**Exercise details**
Give the lines from the beginning through the line containing "[[71, 212], [607, 181], [320, 316], [453, 100]]", inclusive, as a JSON list of strings with one string per line. Leave out the pictures and any blank lines.

□ □ □ □ □

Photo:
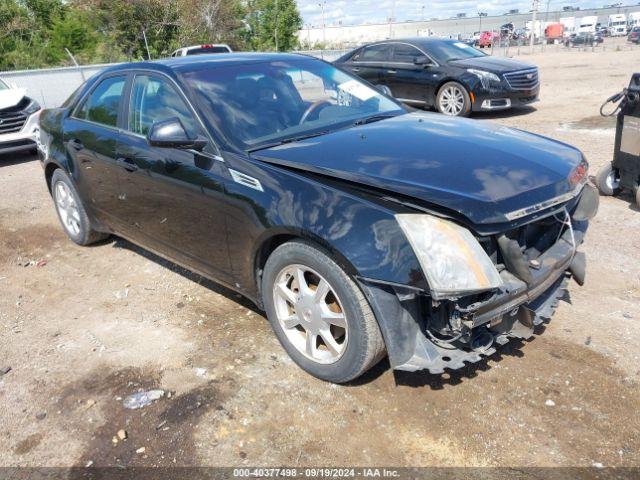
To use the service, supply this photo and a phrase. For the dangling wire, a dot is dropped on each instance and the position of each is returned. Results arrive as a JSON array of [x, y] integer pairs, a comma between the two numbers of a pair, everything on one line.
[[614, 99], [566, 222]]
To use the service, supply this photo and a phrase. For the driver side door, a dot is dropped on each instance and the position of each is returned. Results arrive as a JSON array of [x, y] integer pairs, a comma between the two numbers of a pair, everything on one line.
[[173, 198]]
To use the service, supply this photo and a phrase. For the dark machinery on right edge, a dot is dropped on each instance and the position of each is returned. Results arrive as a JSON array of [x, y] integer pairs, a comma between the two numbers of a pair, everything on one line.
[[624, 171]]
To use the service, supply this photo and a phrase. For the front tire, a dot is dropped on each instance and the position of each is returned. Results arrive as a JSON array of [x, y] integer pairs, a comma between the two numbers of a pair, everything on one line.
[[71, 212], [607, 181], [320, 316], [453, 100]]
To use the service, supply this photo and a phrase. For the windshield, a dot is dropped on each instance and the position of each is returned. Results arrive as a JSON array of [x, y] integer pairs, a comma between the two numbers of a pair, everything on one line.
[[264, 103], [448, 50]]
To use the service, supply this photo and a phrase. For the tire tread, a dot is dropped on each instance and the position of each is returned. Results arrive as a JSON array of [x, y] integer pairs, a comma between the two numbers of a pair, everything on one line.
[[375, 348]]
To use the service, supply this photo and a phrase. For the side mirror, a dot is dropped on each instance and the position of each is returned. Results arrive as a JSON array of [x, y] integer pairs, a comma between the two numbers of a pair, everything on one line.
[[422, 61], [384, 89], [172, 134]]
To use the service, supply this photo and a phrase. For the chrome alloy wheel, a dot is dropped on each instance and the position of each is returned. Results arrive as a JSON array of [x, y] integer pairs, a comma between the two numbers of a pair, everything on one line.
[[67, 208], [310, 314], [452, 101]]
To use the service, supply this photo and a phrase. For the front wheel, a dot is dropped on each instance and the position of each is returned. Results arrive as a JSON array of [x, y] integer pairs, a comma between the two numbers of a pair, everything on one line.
[[453, 100], [319, 314], [71, 212], [608, 180]]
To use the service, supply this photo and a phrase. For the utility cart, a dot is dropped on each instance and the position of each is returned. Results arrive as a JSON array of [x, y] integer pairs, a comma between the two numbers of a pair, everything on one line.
[[624, 172]]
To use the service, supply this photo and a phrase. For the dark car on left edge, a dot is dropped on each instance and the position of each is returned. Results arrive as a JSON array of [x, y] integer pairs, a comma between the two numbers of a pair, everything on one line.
[[449, 75], [361, 228]]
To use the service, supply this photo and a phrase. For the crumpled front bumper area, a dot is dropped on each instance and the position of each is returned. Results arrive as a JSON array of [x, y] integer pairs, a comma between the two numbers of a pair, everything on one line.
[[512, 312]]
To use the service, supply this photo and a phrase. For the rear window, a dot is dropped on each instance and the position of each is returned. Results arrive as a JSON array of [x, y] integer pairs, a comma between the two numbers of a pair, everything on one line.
[[204, 50]]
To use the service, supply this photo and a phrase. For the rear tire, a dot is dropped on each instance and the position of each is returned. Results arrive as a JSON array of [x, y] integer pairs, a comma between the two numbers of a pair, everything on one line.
[[607, 181], [71, 212], [453, 100], [302, 318]]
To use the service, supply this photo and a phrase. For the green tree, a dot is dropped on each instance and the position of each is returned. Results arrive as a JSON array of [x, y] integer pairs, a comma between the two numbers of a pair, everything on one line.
[[273, 24], [73, 32]]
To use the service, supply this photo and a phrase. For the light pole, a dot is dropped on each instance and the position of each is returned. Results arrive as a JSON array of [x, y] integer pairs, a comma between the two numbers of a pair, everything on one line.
[[391, 18], [533, 23], [481, 14], [275, 30], [324, 23]]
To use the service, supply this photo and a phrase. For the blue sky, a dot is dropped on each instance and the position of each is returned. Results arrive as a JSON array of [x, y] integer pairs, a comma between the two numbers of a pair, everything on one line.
[[359, 11]]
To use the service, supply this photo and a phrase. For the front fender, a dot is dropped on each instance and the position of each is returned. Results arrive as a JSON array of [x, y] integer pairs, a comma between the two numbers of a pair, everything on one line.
[[363, 235]]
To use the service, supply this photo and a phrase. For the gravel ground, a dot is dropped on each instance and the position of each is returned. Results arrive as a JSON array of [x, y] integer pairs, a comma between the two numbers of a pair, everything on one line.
[[86, 327]]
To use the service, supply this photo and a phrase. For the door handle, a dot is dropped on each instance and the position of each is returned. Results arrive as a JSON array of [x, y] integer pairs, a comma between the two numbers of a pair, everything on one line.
[[127, 164], [76, 144]]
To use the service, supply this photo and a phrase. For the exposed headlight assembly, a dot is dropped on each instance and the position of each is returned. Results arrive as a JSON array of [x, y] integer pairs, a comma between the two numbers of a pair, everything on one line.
[[33, 107], [485, 77], [451, 258]]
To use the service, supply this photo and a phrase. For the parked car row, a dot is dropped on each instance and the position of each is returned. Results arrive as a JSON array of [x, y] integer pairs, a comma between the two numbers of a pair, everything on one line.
[[583, 39]]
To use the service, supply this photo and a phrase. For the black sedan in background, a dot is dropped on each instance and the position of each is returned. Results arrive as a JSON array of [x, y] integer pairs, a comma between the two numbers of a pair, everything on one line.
[[583, 39], [448, 75], [362, 229]]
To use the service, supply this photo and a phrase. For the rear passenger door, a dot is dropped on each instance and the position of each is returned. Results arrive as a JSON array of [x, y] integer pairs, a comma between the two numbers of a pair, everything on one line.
[[409, 82], [90, 138], [173, 198], [370, 63]]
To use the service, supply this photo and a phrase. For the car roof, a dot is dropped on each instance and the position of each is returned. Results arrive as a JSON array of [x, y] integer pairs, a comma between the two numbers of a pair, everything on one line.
[[198, 62], [204, 45], [418, 41]]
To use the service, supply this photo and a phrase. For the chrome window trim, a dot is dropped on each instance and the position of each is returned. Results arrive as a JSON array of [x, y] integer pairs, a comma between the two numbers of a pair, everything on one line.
[[87, 94], [391, 43]]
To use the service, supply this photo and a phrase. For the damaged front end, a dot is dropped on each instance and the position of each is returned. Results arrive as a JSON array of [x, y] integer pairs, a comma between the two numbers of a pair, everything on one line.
[[431, 331]]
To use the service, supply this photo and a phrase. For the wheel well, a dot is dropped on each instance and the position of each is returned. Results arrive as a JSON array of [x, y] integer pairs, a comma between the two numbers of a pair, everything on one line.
[[448, 80], [269, 245], [48, 173], [263, 253]]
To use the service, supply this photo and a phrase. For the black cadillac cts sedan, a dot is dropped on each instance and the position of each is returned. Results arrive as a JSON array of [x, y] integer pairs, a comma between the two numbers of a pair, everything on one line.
[[449, 75], [362, 229]]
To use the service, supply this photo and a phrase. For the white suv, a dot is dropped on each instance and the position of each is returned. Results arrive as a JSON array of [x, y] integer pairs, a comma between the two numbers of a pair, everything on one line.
[[18, 119], [202, 49]]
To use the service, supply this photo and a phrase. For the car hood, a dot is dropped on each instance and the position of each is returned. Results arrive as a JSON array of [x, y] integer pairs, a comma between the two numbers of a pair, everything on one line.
[[492, 64], [11, 97], [480, 170]]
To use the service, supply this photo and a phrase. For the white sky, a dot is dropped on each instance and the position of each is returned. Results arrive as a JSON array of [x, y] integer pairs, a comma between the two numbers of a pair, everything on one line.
[[352, 12]]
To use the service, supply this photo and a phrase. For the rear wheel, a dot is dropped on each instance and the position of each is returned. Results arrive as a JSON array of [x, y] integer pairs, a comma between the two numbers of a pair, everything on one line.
[[71, 212], [453, 100], [608, 180], [319, 314]]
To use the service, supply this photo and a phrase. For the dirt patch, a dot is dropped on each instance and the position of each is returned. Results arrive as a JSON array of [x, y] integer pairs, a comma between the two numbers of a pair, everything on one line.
[[20, 245], [28, 444], [591, 123], [160, 434]]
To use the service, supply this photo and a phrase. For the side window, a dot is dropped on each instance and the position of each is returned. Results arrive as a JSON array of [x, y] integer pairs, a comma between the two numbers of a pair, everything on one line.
[[403, 53], [375, 53], [155, 100], [102, 105]]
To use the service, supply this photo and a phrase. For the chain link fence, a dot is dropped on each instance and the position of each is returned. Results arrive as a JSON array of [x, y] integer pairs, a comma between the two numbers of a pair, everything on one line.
[[52, 86]]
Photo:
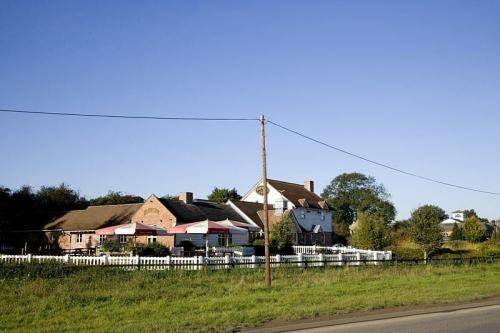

□ □ □ □ □

**Expected output**
[
  "Photo:",
  "To use the service, supply this photo and a phrase. For the dangling wire, a dot is dropped on each instance and the position of each is returned. Results arrive as a JSON array of [x, y] integer pairs, a comma between the two numbers of a pair, everything on one line.",
  "[[614, 99], [566, 222]]",
  "To use the service, supply this photo and a phrase. For the driver side door, a dot is dropped on each instance and the position of each is returned. Results arrive as a JSON array of [x, y] integer pairs, a comma between the two numbers of a pair, everything on one line.",
  "[[173, 198]]",
  "To use the service, supply this photo and a phrase. For the dark machinery on right edge, a dot is dropped on each instance and the position of each is returned. Results arrive as a JSON array of [x, y] integer pairs, a comma between the two numbers of a pair, everything on one line.",
  "[[624, 171]]",
  "To use the service, supply this photo and a phrase. For the front tire, a dot is dropped on each instance and the position of each is returned. Results arrive as a JSON array of [x, y] integer pairs, a comma between the two numbers of a pair, everything on one line.",
  "[[71, 212], [607, 181], [320, 316], [453, 100]]"
]